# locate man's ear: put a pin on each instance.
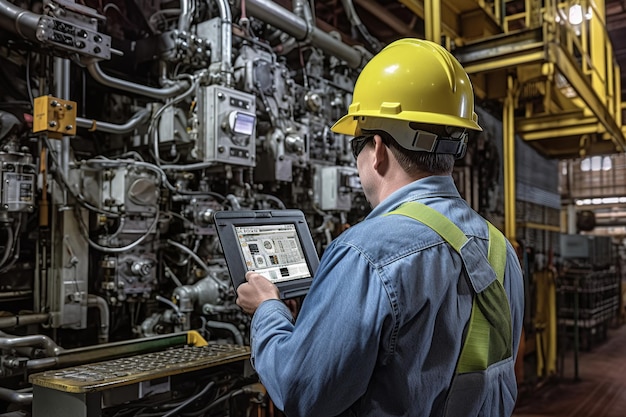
(381, 157)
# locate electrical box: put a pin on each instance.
(335, 187)
(227, 124)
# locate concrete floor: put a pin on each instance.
(599, 391)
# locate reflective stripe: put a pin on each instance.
(489, 334)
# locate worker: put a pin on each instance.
(416, 310)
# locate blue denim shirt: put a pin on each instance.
(381, 329)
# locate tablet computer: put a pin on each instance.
(274, 243)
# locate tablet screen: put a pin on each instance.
(273, 251)
(274, 243)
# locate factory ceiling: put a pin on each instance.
(558, 108)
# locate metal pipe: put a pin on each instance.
(286, 21)
(51, 348)
(15, 397)
(23, 320)
(103, 307)
(227, 41)
(18, 20)
(129, 126)
(158, 93)
(187, 9)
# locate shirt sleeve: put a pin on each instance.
(323, 363)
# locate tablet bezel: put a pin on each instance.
(225, 224)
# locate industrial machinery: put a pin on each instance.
(124, 126)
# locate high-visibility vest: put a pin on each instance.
(489, 336)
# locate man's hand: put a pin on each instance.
(252, 293)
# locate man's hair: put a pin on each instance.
(418, 162)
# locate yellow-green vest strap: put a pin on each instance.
(489, 336)
(435, 220)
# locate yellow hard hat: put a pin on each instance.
(410, 80)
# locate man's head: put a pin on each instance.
(418, 93)
(415, 99)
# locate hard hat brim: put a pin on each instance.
(349, 124)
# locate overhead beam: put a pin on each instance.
(586, 93)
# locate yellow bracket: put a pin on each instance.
(55, 116)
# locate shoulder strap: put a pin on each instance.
(489, 335)
(455, 237)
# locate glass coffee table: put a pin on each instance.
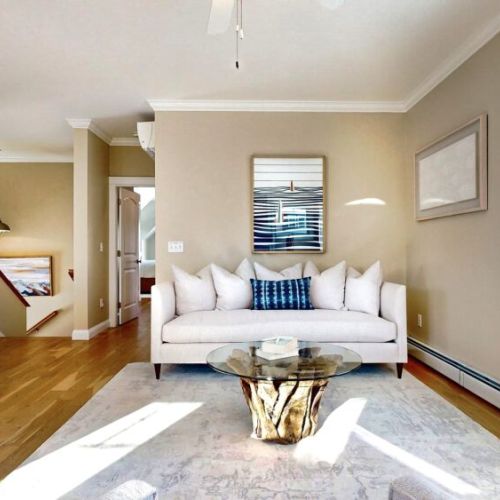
(284, 395)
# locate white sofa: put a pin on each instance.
(190, 337)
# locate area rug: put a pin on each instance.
(189, 436)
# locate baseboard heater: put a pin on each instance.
(480, 384)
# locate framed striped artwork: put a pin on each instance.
(288, 204)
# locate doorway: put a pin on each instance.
(132, 235)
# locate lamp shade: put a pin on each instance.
(4, 228)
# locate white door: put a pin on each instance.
(128, 255)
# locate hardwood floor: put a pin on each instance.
(44, 381)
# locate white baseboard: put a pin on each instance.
(91, 332)
(456, 371)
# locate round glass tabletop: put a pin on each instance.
(314, 361)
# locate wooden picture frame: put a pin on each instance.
(279, 223)
(31, 275)
(451, 172)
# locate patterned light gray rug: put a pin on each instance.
(188, 435)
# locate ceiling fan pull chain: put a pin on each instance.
(239, 29)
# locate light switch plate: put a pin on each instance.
(176, 246)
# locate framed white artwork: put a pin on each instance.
(451, 173)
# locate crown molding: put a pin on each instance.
(464, 52)
(279, 106)
(124, 141)
(37, 158)
(89, 124)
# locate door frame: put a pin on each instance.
(114, 183)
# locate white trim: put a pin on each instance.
(464, 52)
(125, 141)
(279, 106)
(115, 182)
(89, 124)
(37, 158)
(132, 181)
(91, 332)
(473, 385)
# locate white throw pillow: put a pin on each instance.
(193, 292)
(362, 291)
(234, 291)
(327, 288)
(290, 273)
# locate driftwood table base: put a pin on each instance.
(283, 412)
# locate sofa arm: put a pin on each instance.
(393, 308)
(162, 311)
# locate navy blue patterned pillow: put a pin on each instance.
(285, 294)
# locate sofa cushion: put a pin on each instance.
(193, 292)
(362, 291)
(327, 288)
(234, 290)
(319, 325)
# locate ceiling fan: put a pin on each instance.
(221, 13)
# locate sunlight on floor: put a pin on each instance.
(331, 439)
(366, 201)
(63, 470)
(417, 464)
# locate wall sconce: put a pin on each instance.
(4, 228)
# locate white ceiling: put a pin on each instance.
(104, 59)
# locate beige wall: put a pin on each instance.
(130, 161)
(203, 185)
(453, 262)
(91, 157)
(36, 201)
(12, 313)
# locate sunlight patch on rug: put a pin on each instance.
(59, 472)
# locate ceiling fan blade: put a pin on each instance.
(220, 16)
(332, 4)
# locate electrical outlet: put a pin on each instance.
(176, 246)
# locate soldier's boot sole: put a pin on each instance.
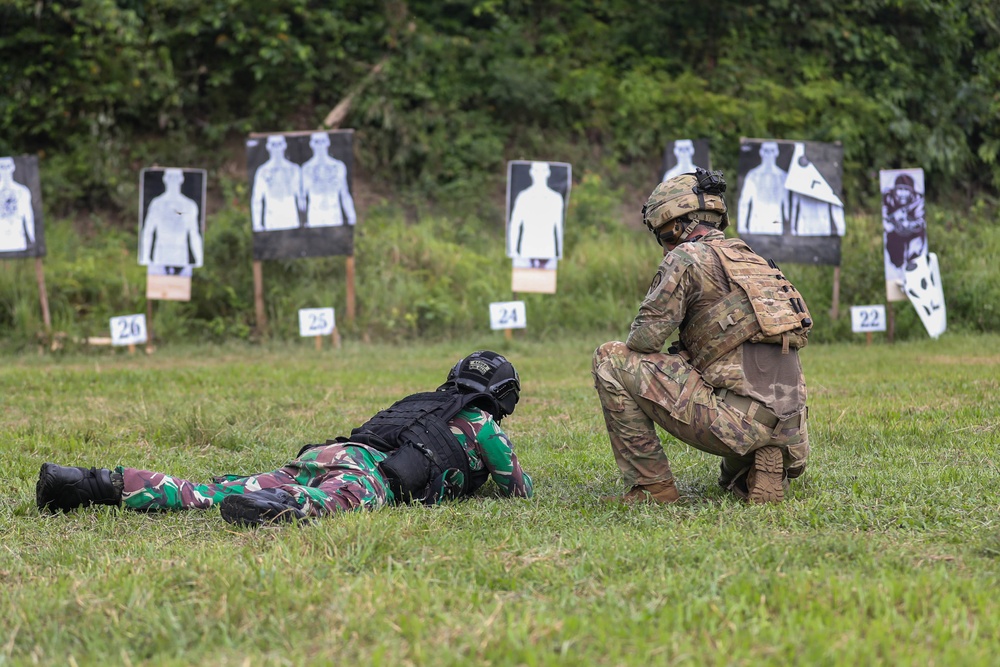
(257, 508)
(765, 481)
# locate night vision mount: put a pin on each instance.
(709, 182)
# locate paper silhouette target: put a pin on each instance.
(789, 205)
(683, 156)
(537, 197)
(301, 203)
(172, 218)
(21, 233)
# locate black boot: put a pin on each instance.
(63, 488)
(258, 507)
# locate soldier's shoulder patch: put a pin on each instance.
(657, 279)
(680, 256)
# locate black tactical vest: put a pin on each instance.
(415, 431)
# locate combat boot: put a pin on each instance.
(662, 493)
(259, 507)
(766, 478)
(64, 488)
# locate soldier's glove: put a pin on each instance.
(677, 348)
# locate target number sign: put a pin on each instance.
(507, 315)
(867, 318)
(316, 322)
(128, 330)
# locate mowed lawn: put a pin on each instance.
(887, 551)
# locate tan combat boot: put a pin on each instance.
(766, 479)
(658, 492)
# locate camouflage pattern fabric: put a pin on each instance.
(639, 390)
(489, 449)
(639, 385)
(324, 480)
(334, 478)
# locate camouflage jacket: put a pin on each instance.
(690, 279)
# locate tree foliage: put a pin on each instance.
(468, 83)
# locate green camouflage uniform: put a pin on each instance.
(336, 477)
(640, 385)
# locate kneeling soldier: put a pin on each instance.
(733, 385)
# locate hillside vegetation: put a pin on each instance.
(442, 94)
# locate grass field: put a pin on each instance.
(887, 551)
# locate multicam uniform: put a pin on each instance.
(751, 396)
(333, 478)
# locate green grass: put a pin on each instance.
(887, 551)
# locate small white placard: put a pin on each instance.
(316, 322)
(128, 329)
(507, 315)
(867, 318)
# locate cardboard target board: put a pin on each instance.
(21, 231)
(904, 227)
(301, 201)
(789, 205)
(171, 229)
(537, 199)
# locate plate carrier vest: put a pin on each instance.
(415, 432)
(763, 307)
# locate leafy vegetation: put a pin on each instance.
(443, 95)
(886, 551)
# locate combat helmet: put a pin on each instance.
(488, 373)
(678, 204)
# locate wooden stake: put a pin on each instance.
(890, 322)
(835, 310)
(43, 297)
(258, 297)
(149, 326)
(350, 288)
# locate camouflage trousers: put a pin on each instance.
(323, 480)
(640, 390)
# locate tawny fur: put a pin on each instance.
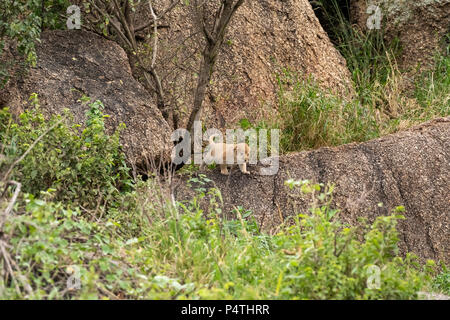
(240, 155)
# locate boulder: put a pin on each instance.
(410, 168)
(74, 63)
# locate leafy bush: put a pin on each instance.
(183, 252)
(82, 165)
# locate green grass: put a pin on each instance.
(310, 117)
(138, 244)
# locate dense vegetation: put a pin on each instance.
(126, 240)
(80, 216)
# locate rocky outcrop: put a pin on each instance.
(419, 25)
(409, 168)
(263, 38)
(75, 63)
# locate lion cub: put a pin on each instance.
(237, 153)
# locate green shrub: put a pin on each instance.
(86, 165)
(310, 118)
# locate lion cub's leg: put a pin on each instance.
(224, 169)
(243, 168)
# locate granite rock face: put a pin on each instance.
(410, 168)
(263, 38)
(420, 26)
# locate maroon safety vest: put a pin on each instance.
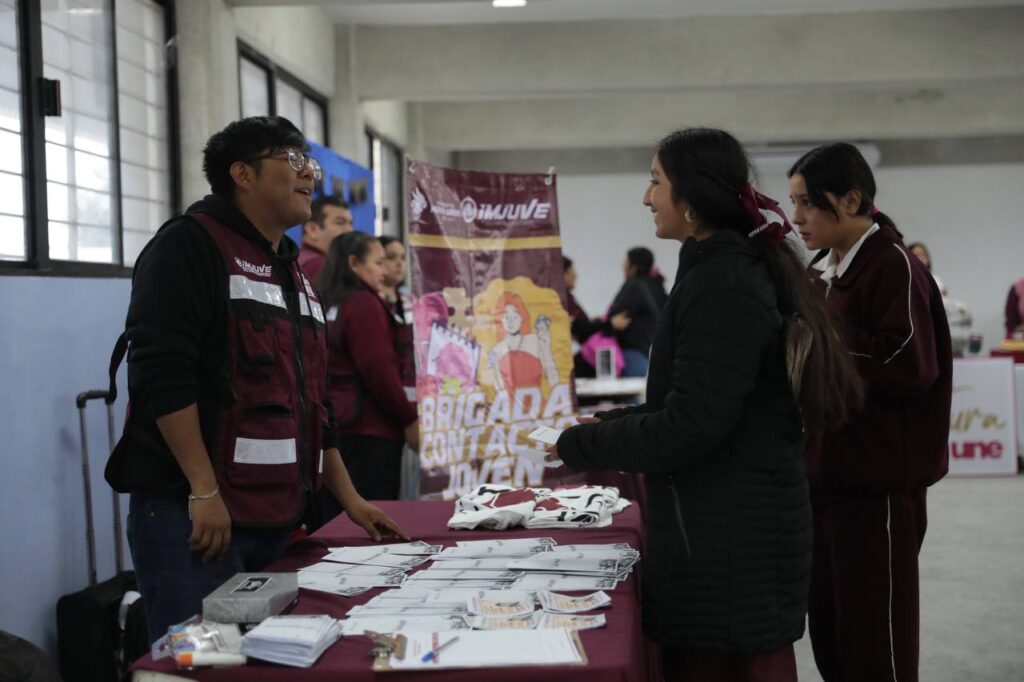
(269, 441)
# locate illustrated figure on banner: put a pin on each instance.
(520, 355)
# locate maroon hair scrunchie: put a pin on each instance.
(769, 219)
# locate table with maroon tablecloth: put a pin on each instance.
(616, 652)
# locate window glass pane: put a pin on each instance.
(78, 50)
(312, 120)
(10, 153)
(10, 110)
(13, 245)
(12, 193)
(255, 91)
(56, 202)
(289, 102)
(59, 236)
(145, 161)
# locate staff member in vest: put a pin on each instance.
(742, 351)
(330, 218)
(364, 378)
(227, 435)
(869, 477)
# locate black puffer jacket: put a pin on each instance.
(727, 561)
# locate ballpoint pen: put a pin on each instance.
(430, 655)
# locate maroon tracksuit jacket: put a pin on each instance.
(868, 478)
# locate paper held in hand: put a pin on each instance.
(546, 435)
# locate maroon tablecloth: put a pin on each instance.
(616, 652)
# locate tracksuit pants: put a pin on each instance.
(863, 609)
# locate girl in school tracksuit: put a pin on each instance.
(868, 478)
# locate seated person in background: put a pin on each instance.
(642, 297)
(365, 384)
(921, 251)
(1015, 311)
(584, 327)
(330, 217)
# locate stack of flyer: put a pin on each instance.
(292, 640)
(409, 609)
(351, 570)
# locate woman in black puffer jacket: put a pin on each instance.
(742, 356)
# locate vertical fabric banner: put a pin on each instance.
(493, 348)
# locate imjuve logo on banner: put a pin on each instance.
(418, 204)
(534, 210)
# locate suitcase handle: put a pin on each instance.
(95, 394)
(80, 401)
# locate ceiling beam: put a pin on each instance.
(754, 116)
(559, 59)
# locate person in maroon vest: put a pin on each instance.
(228, 434)
(330, 218)
(364, 377)
(868, 478)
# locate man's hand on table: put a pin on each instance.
(211, 527)
(552, 450)
(374, 520)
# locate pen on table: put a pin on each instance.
(430, 655)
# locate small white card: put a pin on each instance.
(545, 434)
(537, 457)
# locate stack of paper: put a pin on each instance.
(408, 609)
(500, 648)
(292, 640)
(352, 570)
(573, 567)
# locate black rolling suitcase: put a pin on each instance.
(97, 638)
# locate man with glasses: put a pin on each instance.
(228, 437)
(331, 217)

What this task involves: Transcribe the records above exactly, but only from the line that contains "# locate tracksuit" through their final line, inclusive.

Your solution:
# locate tracksuit pants: put a pin on each instance.
(863, 609)
# locate girl in school tracksuit: put a pin on each instance.
(868, 478)
# locate seated person in background: put a pin on each instance.
(642, 297)
(365, 384)
(921, 251)
(1015, 311)
(584, 327)
(330, 217)
# locate stack of flyer: put a pin on each instance.
(292, 640)
(409, 609)
(351, 570)
# locate woman in black puffer jacket: put a pin on each instance.
(742, 356)
# locate vertical fabric banner: put a pin on each instance.
(493, 348)
# locate imjuve logo on banner: put a pin on each instance.
(418, 204)
(534, 210)
# locate suitcase handle: put a pin on each instance.
(95, 394)
(80, 401)
# locate ceiling beam: put a pin on each instance.
(754, 116)
(559, 59)
# locate person in maroon vest: put a pin on each instance.
(228, 434)
(330, 218)
(364, 377)
(868, 478)
# locate man's hand on table: put a pin on each instance.
(211, 527)
(552, 450)
(374, 520)
# locate pen on table: put a pin on each instance.
(430, 655)
# locate small white card: put a pin on each instance.
(545, 434)
(537, 457)
# locate stack of paper: put a pin on each instance.
(408, 609)
(500, 648)
(292, 640)
(352, 570)
(573, 567)
# locate black rolling suitcase: put a pin on each instance.
(97, 638)
# locate man with glasses: put a pin on each instance.
(228, 437)
(331, 217)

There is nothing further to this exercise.